> _EXTRACTED TEXT_
◇ ◇ ◇ ◇
The atmosphere and water would be sucked into to the gravity well. You'd end up with no air on top of the platter, and the entire atmosphere in a tight sphere around the dense object.

To prevent this you could use walls around the edge. They would have to be high enough to prevent the air from pouring over the top.

Humans looking out would see right to the edge, and then a huge, impossible wall.

Gravity gradient

A small dense object (like a chunk of neutronium, or a black hole for example) will also generate a significant gravity gradient which would likely be noticeable to anyone living on the surface.

Gravity would be much stronger as you moved closer to the object, possibly lethally strong at the pole, depending on the thickness of the platter.

Gravity would always pull towards the object. Humans near the rim would have thinner air. Walking towards the edge would be like walking uphill. You would weigh less at the rim than at the pole, and would be able to jump higher.

Tendency to a sphere

Objects in space with sufficient mass will tend to become spherical. Rock is brittle. If it becomes unstable it will crack. You will need to account for this.

A note on stability

Ordinary matter would not be dense enough to have sufficient mass to replace the mass of the planet. You would be looking at some type of exotic matter, such as a singularity or neutron star.

At sub-planetary mass, neither of these would be stable, so you'd need some kind of technology to stop them evaporating in a wave of killer radiation. You'd also need some way to prevent the platter from collapsing into the gravity well.
◇ ◇ ◇ ◇
> _DATA ROWS_
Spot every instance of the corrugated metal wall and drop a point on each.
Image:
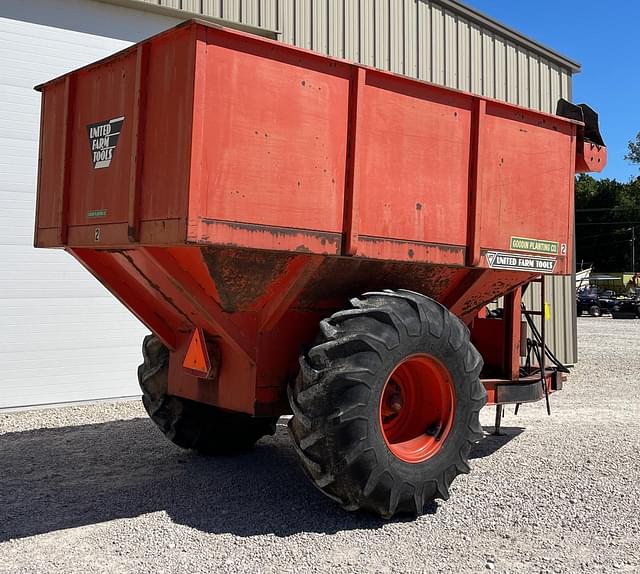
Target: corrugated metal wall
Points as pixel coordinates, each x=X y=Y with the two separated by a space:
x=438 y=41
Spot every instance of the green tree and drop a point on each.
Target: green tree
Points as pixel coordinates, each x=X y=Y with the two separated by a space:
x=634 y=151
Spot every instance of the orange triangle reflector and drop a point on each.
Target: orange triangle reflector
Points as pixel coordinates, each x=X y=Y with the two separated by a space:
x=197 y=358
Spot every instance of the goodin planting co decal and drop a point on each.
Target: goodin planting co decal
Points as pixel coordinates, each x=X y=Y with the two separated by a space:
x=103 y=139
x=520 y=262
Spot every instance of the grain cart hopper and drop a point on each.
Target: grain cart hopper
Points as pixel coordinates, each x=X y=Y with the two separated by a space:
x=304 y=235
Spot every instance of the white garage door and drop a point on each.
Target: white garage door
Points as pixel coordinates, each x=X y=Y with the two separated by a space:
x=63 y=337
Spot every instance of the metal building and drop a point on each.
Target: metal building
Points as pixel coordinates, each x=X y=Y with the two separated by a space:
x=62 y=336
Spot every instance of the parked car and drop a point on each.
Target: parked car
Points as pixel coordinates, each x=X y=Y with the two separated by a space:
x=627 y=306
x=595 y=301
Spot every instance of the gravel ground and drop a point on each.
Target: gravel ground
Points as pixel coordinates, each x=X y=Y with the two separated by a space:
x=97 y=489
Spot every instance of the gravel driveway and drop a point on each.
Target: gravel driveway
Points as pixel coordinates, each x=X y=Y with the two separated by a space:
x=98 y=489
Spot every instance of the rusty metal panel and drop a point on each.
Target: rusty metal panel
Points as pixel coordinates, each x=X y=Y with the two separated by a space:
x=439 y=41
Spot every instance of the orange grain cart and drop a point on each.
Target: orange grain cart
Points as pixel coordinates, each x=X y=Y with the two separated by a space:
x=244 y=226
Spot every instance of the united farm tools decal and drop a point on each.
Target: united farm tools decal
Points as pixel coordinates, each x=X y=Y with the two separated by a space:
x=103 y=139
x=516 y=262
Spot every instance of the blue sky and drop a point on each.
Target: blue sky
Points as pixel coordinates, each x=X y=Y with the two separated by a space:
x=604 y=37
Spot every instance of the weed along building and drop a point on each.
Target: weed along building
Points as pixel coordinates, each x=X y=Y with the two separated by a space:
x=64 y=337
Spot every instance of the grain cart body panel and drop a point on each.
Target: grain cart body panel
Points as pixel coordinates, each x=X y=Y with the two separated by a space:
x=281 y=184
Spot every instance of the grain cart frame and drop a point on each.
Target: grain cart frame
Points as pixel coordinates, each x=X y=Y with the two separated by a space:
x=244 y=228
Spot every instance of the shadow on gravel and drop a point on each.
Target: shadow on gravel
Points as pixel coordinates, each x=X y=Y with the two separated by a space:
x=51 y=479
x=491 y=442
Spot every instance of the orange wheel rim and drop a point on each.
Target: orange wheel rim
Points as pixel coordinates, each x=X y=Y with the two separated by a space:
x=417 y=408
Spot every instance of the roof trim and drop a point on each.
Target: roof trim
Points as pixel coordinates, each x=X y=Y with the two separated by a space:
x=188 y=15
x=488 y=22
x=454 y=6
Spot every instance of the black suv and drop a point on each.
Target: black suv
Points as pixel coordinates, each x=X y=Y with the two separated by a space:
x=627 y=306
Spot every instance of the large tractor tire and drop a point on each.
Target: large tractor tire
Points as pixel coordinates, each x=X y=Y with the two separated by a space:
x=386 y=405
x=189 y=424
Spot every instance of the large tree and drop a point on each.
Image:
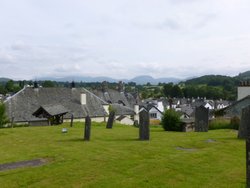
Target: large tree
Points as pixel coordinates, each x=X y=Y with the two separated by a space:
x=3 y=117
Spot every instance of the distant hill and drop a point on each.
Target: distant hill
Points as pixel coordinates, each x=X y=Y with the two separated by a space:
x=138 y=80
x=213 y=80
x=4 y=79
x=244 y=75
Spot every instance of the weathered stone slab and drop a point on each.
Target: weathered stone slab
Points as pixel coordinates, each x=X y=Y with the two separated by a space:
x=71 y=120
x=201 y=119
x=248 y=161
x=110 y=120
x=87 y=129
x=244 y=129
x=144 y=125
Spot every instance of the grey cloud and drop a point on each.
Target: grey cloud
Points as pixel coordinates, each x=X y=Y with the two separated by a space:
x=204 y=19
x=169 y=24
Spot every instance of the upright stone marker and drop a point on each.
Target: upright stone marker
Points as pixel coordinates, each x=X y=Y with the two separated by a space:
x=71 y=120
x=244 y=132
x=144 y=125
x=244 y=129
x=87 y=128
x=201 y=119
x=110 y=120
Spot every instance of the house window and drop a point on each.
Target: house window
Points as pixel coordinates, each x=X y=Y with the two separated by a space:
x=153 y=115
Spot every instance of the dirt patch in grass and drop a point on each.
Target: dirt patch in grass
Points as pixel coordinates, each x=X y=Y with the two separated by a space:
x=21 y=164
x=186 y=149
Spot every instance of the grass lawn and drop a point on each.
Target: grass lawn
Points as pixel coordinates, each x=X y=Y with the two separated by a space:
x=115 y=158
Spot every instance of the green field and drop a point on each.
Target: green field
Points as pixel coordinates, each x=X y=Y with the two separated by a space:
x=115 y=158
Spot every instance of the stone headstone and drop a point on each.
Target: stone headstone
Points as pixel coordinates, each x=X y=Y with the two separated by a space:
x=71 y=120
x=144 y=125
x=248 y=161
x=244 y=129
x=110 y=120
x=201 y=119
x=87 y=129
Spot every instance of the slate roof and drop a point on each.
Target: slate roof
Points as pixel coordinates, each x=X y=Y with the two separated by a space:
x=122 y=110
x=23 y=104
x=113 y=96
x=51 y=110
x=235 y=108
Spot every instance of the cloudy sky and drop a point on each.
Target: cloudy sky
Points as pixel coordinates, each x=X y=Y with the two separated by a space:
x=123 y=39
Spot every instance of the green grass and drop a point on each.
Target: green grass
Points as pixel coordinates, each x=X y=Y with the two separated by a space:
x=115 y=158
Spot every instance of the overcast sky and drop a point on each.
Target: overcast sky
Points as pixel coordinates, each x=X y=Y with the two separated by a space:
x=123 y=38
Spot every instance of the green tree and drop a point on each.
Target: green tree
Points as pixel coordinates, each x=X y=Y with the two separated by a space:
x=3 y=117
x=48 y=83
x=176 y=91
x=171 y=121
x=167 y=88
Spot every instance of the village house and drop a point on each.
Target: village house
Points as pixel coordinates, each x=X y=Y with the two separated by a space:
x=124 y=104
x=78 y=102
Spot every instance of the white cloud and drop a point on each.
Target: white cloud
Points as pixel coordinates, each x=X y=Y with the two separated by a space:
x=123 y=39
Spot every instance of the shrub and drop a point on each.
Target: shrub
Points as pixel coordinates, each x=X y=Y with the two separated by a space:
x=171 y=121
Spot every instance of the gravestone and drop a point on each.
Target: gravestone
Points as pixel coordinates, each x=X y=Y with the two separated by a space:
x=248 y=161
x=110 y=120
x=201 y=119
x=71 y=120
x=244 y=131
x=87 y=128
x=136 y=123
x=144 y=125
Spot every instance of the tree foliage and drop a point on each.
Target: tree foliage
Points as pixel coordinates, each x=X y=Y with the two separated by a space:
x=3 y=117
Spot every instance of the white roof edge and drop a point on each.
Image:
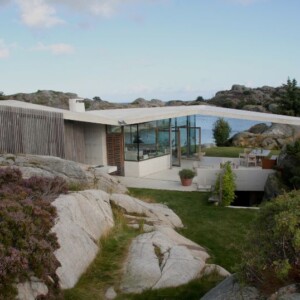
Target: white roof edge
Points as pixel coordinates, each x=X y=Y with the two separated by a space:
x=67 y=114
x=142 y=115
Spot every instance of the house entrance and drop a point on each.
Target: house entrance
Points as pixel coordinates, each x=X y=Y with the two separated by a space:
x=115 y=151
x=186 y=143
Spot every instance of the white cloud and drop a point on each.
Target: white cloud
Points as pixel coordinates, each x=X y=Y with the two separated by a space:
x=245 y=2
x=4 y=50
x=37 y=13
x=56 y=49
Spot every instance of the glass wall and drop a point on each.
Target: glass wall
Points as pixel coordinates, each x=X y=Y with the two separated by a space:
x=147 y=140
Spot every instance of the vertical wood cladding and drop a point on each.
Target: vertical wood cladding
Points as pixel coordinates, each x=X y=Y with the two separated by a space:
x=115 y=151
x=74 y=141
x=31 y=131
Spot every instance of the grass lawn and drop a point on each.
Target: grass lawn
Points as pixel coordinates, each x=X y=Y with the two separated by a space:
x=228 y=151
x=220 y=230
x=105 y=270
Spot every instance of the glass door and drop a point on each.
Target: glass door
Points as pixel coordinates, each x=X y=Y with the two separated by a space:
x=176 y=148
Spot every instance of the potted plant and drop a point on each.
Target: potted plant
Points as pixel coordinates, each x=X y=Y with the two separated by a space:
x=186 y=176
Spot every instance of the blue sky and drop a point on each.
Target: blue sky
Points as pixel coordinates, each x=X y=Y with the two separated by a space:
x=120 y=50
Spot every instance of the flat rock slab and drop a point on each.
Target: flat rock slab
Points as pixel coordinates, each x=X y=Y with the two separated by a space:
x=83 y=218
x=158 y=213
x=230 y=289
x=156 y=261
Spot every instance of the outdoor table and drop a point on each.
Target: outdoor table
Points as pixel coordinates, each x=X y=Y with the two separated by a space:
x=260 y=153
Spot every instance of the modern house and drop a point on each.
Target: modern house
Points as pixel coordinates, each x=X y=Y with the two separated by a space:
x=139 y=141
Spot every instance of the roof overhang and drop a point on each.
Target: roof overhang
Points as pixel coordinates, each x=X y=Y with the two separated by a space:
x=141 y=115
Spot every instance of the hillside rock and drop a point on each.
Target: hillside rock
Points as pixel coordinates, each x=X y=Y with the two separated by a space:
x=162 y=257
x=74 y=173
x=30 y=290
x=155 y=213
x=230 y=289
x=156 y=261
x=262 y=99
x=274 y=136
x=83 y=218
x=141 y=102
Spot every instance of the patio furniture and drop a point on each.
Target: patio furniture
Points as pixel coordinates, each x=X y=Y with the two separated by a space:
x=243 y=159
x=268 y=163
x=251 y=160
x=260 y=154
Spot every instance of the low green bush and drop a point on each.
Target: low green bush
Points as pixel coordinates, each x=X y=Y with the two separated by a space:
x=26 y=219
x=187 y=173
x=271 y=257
◇ ◇ ◇ ◇
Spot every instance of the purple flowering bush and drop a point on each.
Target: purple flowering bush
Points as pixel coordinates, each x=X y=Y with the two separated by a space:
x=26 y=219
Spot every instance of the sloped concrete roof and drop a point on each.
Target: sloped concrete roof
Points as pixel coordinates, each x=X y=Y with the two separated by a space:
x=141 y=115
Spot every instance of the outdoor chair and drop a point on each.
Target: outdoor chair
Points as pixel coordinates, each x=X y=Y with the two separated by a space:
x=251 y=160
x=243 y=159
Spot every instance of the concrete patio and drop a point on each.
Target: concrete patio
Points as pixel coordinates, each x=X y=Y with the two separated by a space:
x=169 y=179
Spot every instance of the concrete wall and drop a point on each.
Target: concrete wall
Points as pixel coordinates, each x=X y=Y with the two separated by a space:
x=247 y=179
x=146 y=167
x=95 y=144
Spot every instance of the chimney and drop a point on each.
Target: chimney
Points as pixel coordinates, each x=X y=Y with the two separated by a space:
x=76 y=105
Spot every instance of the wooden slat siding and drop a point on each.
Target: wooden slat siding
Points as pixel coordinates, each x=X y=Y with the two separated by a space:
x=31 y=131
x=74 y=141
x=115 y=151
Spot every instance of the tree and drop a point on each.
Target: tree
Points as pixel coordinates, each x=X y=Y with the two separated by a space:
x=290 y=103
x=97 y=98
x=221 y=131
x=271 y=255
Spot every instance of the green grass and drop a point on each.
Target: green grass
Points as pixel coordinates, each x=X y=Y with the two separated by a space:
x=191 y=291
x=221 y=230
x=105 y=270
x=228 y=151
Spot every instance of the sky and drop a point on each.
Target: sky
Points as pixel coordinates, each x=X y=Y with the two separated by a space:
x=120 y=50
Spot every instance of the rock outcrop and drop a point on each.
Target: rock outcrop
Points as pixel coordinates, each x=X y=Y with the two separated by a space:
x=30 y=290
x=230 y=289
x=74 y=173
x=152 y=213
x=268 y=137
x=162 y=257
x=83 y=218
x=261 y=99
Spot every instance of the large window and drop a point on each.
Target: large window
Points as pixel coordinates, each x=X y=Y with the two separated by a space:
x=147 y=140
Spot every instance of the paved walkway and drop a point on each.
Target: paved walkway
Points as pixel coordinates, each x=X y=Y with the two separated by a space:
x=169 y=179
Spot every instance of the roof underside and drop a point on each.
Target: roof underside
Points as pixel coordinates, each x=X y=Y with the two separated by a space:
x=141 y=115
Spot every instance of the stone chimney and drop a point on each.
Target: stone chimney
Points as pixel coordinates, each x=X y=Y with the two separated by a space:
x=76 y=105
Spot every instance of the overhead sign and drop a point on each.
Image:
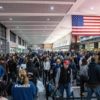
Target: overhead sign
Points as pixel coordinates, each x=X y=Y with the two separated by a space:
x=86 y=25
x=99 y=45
◇ ◇ ◇ ◇
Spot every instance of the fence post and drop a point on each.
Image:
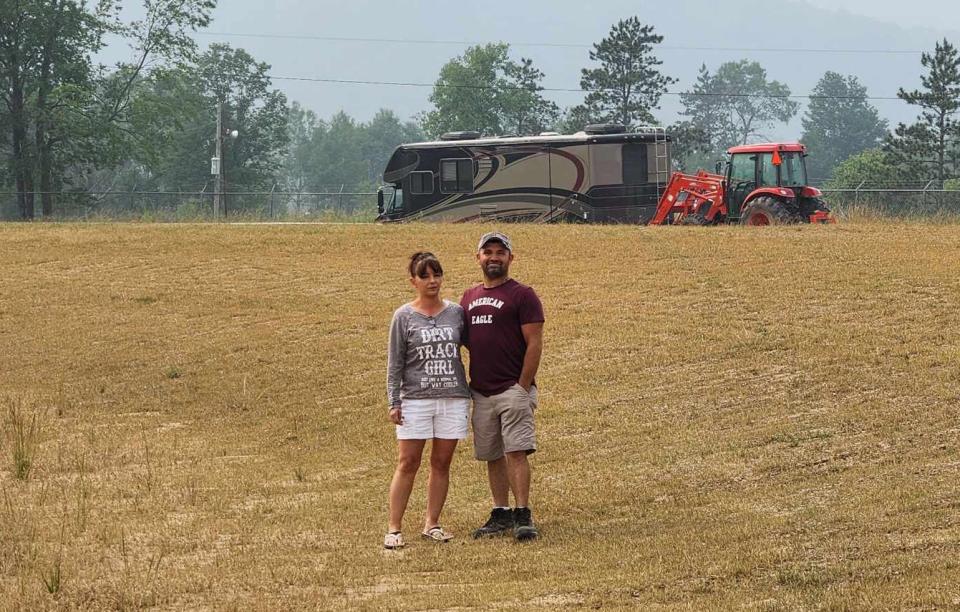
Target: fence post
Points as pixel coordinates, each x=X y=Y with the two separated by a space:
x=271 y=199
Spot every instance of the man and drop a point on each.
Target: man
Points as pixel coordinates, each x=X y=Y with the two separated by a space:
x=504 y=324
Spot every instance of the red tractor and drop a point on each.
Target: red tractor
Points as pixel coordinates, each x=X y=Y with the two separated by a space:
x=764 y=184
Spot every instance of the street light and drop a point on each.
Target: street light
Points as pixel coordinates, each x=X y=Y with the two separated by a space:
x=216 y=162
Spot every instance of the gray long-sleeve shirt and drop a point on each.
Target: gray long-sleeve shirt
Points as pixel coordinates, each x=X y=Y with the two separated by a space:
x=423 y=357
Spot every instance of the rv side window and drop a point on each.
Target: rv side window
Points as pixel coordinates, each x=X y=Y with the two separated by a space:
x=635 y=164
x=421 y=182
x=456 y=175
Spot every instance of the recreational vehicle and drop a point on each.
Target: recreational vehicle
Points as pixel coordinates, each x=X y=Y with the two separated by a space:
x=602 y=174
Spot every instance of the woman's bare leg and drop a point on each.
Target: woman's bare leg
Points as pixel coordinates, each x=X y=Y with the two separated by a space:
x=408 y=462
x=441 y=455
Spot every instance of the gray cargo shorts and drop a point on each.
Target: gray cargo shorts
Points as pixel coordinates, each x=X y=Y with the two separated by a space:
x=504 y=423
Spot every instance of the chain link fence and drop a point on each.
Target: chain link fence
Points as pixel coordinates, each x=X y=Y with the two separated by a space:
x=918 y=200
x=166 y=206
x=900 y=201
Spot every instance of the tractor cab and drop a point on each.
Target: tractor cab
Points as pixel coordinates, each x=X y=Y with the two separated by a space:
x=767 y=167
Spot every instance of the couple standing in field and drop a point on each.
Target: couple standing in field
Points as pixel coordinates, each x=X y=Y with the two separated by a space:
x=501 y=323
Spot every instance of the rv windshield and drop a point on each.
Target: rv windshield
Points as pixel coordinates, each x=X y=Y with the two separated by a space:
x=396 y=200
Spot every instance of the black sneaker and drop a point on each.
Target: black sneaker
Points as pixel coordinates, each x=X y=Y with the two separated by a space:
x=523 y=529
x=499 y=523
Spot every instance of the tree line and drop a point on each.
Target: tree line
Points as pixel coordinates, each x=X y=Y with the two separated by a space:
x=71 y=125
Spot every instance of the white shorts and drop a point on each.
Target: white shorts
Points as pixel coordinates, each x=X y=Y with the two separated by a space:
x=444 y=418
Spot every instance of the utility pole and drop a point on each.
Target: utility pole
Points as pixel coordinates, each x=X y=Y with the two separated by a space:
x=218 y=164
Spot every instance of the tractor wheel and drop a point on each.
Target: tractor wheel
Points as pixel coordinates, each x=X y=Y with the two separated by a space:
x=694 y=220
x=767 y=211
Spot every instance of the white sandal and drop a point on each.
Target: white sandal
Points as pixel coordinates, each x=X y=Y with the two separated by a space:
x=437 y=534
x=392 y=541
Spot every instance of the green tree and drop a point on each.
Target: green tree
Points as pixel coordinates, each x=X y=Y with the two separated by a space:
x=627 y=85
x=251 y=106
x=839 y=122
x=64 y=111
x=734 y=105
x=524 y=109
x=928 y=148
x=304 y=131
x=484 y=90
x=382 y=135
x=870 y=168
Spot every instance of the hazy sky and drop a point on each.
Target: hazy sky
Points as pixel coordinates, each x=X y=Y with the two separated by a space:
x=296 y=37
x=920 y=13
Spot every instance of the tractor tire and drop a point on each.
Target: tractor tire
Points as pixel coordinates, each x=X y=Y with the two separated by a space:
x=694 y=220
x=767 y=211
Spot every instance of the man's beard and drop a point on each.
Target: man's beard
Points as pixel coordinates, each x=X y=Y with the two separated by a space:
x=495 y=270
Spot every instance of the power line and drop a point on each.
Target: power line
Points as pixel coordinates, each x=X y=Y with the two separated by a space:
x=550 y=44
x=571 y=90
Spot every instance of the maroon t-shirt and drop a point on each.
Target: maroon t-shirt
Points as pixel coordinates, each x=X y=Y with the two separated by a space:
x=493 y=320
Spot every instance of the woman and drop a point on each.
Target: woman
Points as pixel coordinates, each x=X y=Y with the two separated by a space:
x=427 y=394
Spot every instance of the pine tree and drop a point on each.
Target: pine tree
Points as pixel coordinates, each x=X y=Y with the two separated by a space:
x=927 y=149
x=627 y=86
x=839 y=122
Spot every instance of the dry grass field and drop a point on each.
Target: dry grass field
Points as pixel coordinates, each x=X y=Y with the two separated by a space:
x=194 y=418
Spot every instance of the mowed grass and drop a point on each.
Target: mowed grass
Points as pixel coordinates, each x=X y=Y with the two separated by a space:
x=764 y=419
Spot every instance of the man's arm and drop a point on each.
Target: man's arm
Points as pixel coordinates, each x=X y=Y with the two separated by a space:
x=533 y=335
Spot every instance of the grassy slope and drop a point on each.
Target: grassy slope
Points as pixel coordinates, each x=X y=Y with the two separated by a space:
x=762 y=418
◇ ◇ ◇ ◇
> _PROBLEM STATEMENT_
Pick up the passage on the flat platter world built around a dense central object and continue it from its final sentence.

> _OUTPUT FOR THIS EXERCISE_
The alternative would be to use some type of alien gravity generator.

A further note on solar radiation shielding

The magnetic core of the earth shields us from high energy solar rays which can strip away a planetary atmosphere. You will need some kind of solar shielding for long term survival. Perhaps your chunk generates a sufficiently powerful magnetic field.

  • $\begingroup$ "Neutronium" . . . ? $\endgroup$
    – HDE 226868
    Nov 13, 2014 at 22:21
  • $\begingroup$ Matter which has been compressed to such a degree that the neutrons pack together. A teaspoon would weigh approximately two billion tonnes. You'd need some way to keep it stable. en.m.wikipedia.org/wiki/Neutronium $\endgroup$ Nov 13, 2014 at 22:26
  • $\begingroup$ Ah, so like a neutron star. Thanks for the link, btw. $\endgroup$
    – HDE 226868
    Nov 13, 2014 at 22:28
  • $\begingroup$ Yes, the material found in the core of a neutron star. You'd need some kind of future technology to render it stable. $\endgroup$ Nov 13, 2014 at 22:30
  • 2
    $\begingroup$ How about if the "walls" weren't walls, but were the "old" coast line: everyone now lives in the ocean which now contain much less water. The atmosphere is trapped in the top "half" of these trenches, the bottom (ie the old deep-ocean trenches) are now lakes and the old seabed is now the land? $\endgroup$
    – Jon Story
    Dec 9, 2014 at 13:08

Fragments don't remember where they came from.

A fragment of the original planet doesn't remember that it was once part of a planet.

Let's say you take a section out of a planet, like the part removed from this image. The fragment has one point that used to be at the bottom (in the core of the planet) and one surface that used to be the surface of the planet.

Now it's all by itself, an irregularly-shaped planet of its own. "Down" doesn't mean "towards the old center", it means "towards the center of this fragment".

Let's say there's a city in the middle of the old surface on this fragment. Buildings in that city will still be vertically oriented, because "old down" and "new down" are in the same direction. But a city out near the edge of the old surface will find itself on a steep slope, with buildings falling over and everything tumbling down the slope.

Moving the center of gravity makes it worse.

So you've found some dense material to put on one of the peaks of your new planet. (Remember, the point that used to be in the middle of the old planet is now the top of a peak of the new one.) This has only made things worse.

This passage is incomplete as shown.